### [What this exercise asks]
a - For the Ebola article, state whether each statement agrees with it: (i) Crozier was diagnosed with Ebola in September 2014 while caring for patients in Sierra Leone; (ii) the virus was detected in Crozier's tears; (iii) Crozier needed mechanical ventilation for 24 days. For each, answer yes or no and quote the words of the article that decide it.
b - Name every geographic place (country, state or city) mentioned in the Ebola article.
c - Write a continuation of the Ebola article, beginning after its final sentence.

(Document passage begins)

Ebola lives on in eyeball of 'recovered' Ebola victim

by J. D. Heyes

(NaturalNews) Months after a man was treated for Ebola infection, remnants of the deadly disease have remained in one of his eyes, as noted by a change in eye color.

Dr. Ian Crozier was diagnosed with the highly contagious disease in September 2014 as he worked to provide care to afflicted victims in Sierra Leone on behalf of the World Health Organization. After he contracted Ebola, he was sent back to the United States and treated for the disease at Emory University Hospital's special Ebola unit in Atlanta, Georgia.

As Crozier and other physicians and researchers noted in the New England Journal of Medicine, the American doctor left the hospital in October after the virus was no longer detected in his blood.

However, Britain's Daily Mail reports that two months later, Crozier experienced inflammation and dramatically increased pressure in his left eye, which caused serious vision problems accompanied by a lot of swelling.

Doctor was in critical condition upon admission

The paper also noted in its online edition:

He returned to the same hospital where he had originally been treated, and an ophthalmologist, Dr. Steven Yeh, removed some of the fluid and tested it for Ebola. It did in fact contain the virus, but it was not present in his tears or the tissue around his eye.

After the fluid tested positive, Yeh and other doctors concluded that Crozier, 43, was not at risk of infecting others. Nevertheless, Yeh -- a co-author of the New England Journal of Medicine report -- believes the case demonstrates that survivors of the virus should be monitored for potential eye infections and other potential residual conditions.

The Journal described Crozier's critical state when he arrived at Emory Hospital:

The hospital course was complicated by multiorgan system failure requiring mechanical ventilation for 12 days and hemodialysis for 24 days. After extubation, the patient had altered mental status, difficulty walking related to severe proximal weakness and deconditioning, and extreme fatigue. On day 44 of the illness, hemodialysis was no longer required and his mental status had markedly improved, with some residual mild word-finding difficulty.

The authors said that Crozier was treated with "an experimental small interfering RNA antiviral agent (TKM-100802, Tekmira Pharmaceuticals), convalescent plasma, and aggressive supportive care."

(Document passage ends)
(Data section begins)

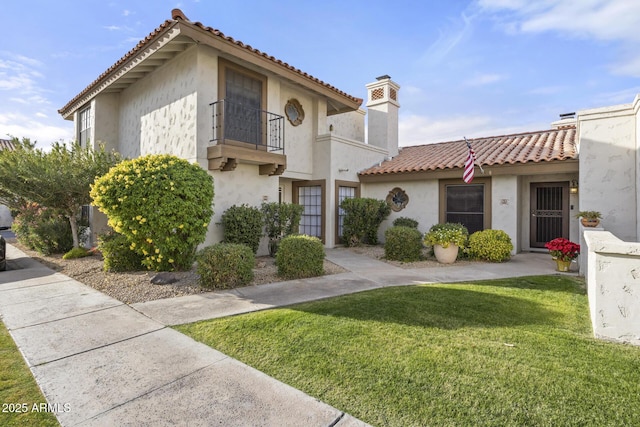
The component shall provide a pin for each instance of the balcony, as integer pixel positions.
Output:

(Data section ends)

### [Results for each task]
a -
(i) Yes: "was diagnosed with the highly contagious disease in September 2014 as he worked to provide care to afflicted victims in Sierra Leone"
(ii) No: "it was not present in his tears or the tissue around his eye"
(iii) No: "mechanical ventilation for 12 days and hemodialysis for 24 days"

b - Sierra Leone, the United States, Atlanta, Georgia, Britain

c -
The Daily Mail noted that Ebola experts were already aware that the deadly virus could remain active in semen for several months after a patient is ultimately cleared via blood tests. The inflammation and eye infection did not necessarily catch researchers and experts off guard, although little is known about the condition or how long it can last.

His iris changed color within the first ten days of the infection.

More studies needed to see how long and where the virus can remain active

The Daily Mail said that after being treated with a number of different medications, Crozier's vision finally began to return, although he has yet to fully recover. His eye color has now returned to its normal shade of blue.

"Experts say cases of eye inflammation and problems with vision have been reported among survivors of Ebola in previous outbreaks, as well as among people with a virus known as Marburg, which is similar to Ebola," the Mail reported, adding that the condition is nevertheless rare.

The BBC added that most experts believe the virus's ability to hang around in the eye could be due in part to the organ's ability to tolerate some pathogens once they are inside its walls. They noted that further studies are needed to test for the presence of the virus in other "immune privileged" organs such as the body's central nervous system, cartilage and testicles.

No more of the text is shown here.